Items =

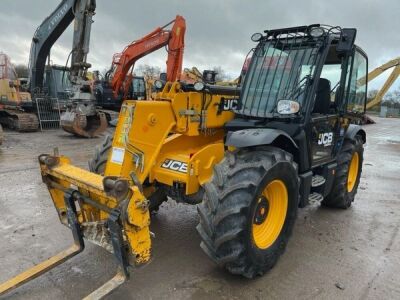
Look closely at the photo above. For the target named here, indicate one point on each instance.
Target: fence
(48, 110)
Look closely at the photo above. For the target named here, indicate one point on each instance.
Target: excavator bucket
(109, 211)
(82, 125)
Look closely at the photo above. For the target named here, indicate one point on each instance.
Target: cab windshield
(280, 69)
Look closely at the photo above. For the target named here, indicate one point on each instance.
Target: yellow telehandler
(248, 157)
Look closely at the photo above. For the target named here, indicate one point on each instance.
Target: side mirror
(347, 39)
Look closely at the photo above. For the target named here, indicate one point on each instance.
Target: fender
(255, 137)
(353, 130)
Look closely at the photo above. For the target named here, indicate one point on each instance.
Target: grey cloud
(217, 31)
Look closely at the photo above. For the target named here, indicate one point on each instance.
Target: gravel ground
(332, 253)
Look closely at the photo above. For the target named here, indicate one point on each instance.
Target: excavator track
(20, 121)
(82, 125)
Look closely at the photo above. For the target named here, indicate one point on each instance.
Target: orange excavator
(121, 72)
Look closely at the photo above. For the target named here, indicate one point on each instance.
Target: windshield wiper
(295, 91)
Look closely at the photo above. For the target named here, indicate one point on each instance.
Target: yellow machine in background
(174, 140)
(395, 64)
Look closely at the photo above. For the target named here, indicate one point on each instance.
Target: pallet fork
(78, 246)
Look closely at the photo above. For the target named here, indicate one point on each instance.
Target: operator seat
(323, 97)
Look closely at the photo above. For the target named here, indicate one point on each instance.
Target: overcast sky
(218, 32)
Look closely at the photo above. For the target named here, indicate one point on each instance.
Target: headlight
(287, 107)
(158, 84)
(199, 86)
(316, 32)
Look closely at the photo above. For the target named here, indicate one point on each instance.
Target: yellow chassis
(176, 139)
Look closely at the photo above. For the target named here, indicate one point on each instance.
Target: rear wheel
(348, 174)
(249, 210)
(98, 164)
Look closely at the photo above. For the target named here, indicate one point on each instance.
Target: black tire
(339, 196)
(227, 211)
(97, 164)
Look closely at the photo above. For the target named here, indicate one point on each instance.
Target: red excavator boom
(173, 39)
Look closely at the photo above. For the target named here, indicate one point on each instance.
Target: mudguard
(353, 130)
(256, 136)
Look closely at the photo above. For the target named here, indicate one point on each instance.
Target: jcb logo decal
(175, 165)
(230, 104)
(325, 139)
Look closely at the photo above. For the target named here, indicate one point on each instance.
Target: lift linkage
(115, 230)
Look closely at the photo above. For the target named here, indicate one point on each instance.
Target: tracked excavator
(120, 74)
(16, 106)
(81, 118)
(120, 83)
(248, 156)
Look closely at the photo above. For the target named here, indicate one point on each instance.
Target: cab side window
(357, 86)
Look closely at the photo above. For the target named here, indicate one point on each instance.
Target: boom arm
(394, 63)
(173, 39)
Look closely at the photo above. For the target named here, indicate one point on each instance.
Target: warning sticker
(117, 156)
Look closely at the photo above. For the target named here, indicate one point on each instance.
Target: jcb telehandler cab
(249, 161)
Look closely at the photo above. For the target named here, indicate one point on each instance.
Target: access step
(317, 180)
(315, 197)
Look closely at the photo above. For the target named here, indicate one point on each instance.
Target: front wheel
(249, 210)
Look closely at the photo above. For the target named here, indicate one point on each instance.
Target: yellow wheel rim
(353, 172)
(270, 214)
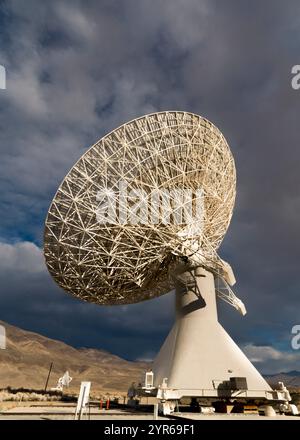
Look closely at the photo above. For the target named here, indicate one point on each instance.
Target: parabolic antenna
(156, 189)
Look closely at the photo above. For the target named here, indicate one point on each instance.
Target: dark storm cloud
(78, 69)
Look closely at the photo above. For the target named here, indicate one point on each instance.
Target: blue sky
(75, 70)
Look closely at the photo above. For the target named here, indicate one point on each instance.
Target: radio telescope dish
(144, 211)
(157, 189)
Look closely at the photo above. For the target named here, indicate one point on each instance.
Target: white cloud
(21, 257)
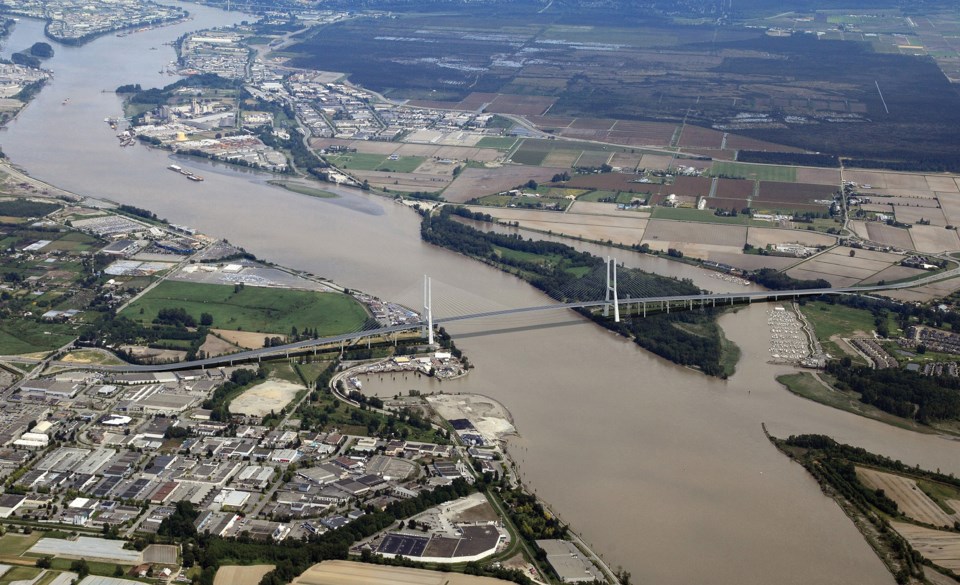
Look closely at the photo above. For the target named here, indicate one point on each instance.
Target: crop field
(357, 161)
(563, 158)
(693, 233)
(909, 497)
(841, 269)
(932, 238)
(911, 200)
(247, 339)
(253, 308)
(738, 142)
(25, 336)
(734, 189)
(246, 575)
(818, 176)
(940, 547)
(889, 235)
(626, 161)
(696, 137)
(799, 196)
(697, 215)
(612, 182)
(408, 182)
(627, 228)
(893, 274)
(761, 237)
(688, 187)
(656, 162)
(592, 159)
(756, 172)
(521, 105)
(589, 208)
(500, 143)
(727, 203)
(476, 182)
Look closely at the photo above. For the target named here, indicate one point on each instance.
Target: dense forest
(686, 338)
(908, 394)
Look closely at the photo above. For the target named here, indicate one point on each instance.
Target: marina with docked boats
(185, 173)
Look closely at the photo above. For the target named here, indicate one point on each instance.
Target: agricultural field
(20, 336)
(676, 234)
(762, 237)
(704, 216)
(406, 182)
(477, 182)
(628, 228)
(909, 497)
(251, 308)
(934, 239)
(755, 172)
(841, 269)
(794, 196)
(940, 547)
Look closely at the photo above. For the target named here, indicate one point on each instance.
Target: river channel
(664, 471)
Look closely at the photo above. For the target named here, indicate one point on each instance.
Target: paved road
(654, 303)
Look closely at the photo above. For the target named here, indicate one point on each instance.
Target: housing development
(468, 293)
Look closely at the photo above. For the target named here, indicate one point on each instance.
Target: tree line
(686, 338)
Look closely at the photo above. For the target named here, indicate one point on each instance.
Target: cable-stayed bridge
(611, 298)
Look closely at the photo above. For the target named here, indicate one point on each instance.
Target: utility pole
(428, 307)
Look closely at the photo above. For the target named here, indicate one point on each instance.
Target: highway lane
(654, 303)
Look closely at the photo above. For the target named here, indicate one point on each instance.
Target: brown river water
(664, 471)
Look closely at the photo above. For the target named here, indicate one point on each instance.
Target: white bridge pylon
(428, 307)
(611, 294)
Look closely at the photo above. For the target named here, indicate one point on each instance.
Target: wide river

Brief = Leave out the pictures and print each record exactly as it stands.

Solution to this task =
Look closely at the photo above. For the target named here, indicate one point on each instance.
Target: fence
(48, 110)
Look closely at the photo above. For the target named here, indicate one point on each instance.
Target: excavator bucket
(109, 211)
(82, 125)
Look closely at the photo above. For the target named here, indicate one point on each instance.
Target: cab windshield
(280, 69)
Look closely at the photo above. For the target named here, indicate one point on each instance.
Target: yellow telehandler
(248, 157)
Look closely at the photo above. For the target named here, indicate one point on each instance.
Target: side mirror
(347, 39)
Look closely at the photo above. For the target named here, indicate one point on each instance.
Target: fender
(255, 137)
(353, 130)
Look closely at the photo above. For the target named here, indicate one point on each instance.
Target: grey cloud
(217, 31)
Look closely at the photo above. For the target named here, indicate one point on each instance.
Target: gravel ground
(332, 253)
Look closely at the photo above. For the target named here, indicate one point on each instance.
Target: excavator track
(20, 121)
(82, 125)
Look closely at the photo above. For the target named here, indicate one point on each instance.
Target: orange excavator
(121, 72)
Look closely at the photo above. For the target named here, indicate one point on each instance.
Target: windshield wiper
(295, 91)
Look closely at the photo above. For the target named here, indicate one point on each instance.
Target: yellow machine in background
(174, 140)
(395, 64)
Look closely at the photo above. For the target named here, indicate one point on each instance.
Target: pallet fork
(78, 246)
Look closely at the photo above. For the target named here, indicate one point on each instance.
Target: operator seat
(323, 97)
Look closely at the photo above. For the target named here, indicate one point on each instance.
Target: overcast sky
(218, 32)
Look closely at the photo above. For the target named here, indicate one point on each instance.
Target: headlight
(287, 107)
(158, 84)
(199, 86)
(316, 32)
Look closely at the photo above. For the target named here, indicate one point on each instance.
Target: yellow chassis
(176, 139)
Look closely at the photo above. For the target named here, indicate one point on each instance.
Target: rear wheel
(348, 174)
(249, 210)
(98, 164)
Look closely at the photo above. For the target named here, indicate one point on each instance.
Target: black tire
(339, 196)
(227, 211)
(97, 164)
Look closely at the photo above. For the target named here, indicate one point on each instance.
Target: red excavator boom
(173, 39)
Look closely at the photo above. For the target named here, indicate one point on each instance.
Target: mudguard
(353, 130)
(256, 136)
Look closely at the photo above. For the target named here, indicate one point on each instance.
Target: jcb logo decal
(175, 165)
(230, 104)
(325, 139)
Look closely at the photo above. For the target named here, indicate one point on each instance.
Target: lift linkage
(115, 230)
Look closely at the photo above. For the target named here, indicate one point on each instance.
Target: tracked excavator
(120, 74)
(16, 106)
(81, 118)
(120, 83)
(248, 156)
Look closely at the photo above. For the target named here, indicate one point on each instance.
Target: cab side window
(357, 86)
Look closely at the photo above. For the target named here, indicate one point on each instance.
Target: boom arm
(394, 63)
(173, 39)
Look closely at the photo above. For the target named here, indicate one point on each instance.
Target: warning sticker
(117, 156)
Look closely at the photo above. For the target named here, indicate one point on each instance.
Target: jcb telehandler cab
(249, 161)
Look closely at the photo above. For the target named here, indicate one point on each instance.
Target: access step
(317, 180)
(315, 197)
Look closely at the photo above. For the target named here, indicate one point on each instance.
Target: front wheel
(249, 210)
Look closely at the photo above. For the target named here, indicate one point on each instance.
Target: yellow wheel rim
(353, 172)
(270, 214)
Look closely at the photo above. For the target named here, indicate one point on each instance.
Target: parabolic antenna
(156, 189)
Look closely at the photo above. For the target named here, indicate one point on each instance.
Target: dark storm cloud
(78, 69)
Look closely at the photo above. For the target named here, indicate one point on each instance.
Target: blue sky
(75, 70)
Look closely at the photo above. For the target named here, indicate one point on each instance.
Target: radio telescope dish
(144, 211)
(157, 189)
Look closely at the photo above. For the target named here, indicate one point on each instance.
Target: white cloud
(21, 257)
Look closely at the photo above. For the target named here, indicate one point on each instance.
Target: crop field
(357, 161)
(563, 158)
(693, 233)
(909, 497)
(841, 269)
(932, 238)
(911, 200)
(247, 339)
(253, 308)
(738, 142)
(25, 336)
(734, 189)
(246, 575)
(818, 176)
(940, 547)
(889, 235)
(626, 161)
(696, 137)
(799, 196)
(697, 215)
(612, 182)
(408, 182)
(627, 228)
(893, 274)
(761, 237)
(688, 187)
(656, 162)
(592, 159)
(756, 172)
(521, 105)
(589, 208)
(500, 143)
(727, 203)
(476, 182)
Look closely at the photo above. For the target named here, indicate one point on each instance.
Target: dense forest
(686, 338)
(908, 394)
Look closely at the photo above. For the target named here, indicate one point on each instance.
Target: marina with docked boats
(185, 173)
Look closely at the photo above. For the target named here, indicate one point on each instance.
Target: agricultural field
(20, 336)
(676, 234)
(762, 237)
(704, 216)
(406, 182)
(477, 182)
(628, 228)
(909, 497)
(251, 308)
(934, 239)
(755, 172)
(841, 269)
(794, 196)
(940, 547)
Look closely at the photo above. For the target named here, indicate one point on each instance.
Target: river channel
(664, 471)
Look closely at the photo above. For the target named here, indicate one point on each instance.
Target: paved road
(654, 303)
Look closely at the photo above. For the target named here, indicate one point on each instance.
Target: housing development
(468, 293)
Look closely at the photo above. For the target named here, indicate one point on each instance.
Target: tree line
(686, 338)
Look closely at the photo above. For the target named here, indicate one point on each instance.
Target: cable-stayed bridge
(611, 298)
Look closely at the photo above. For the target named here, indicate one point on each instance.
Target: utility pole
(428, 307)
Look closely at the photo above. For the target named here, indicate one point on each instance.
Target: highway lane
(654, 303)
Look closely at the photo above. For the target named here, indicate one point on each instance.
Target: brown river water
(664, 471)
Look closely at the photo above. For the target named here, indicate one point on each instance.
Target: white bridge pylon
(428, 307)
(611, 294)
Look closely at the photo above. For the target named here, indicate one point on each instance.
Target: wide river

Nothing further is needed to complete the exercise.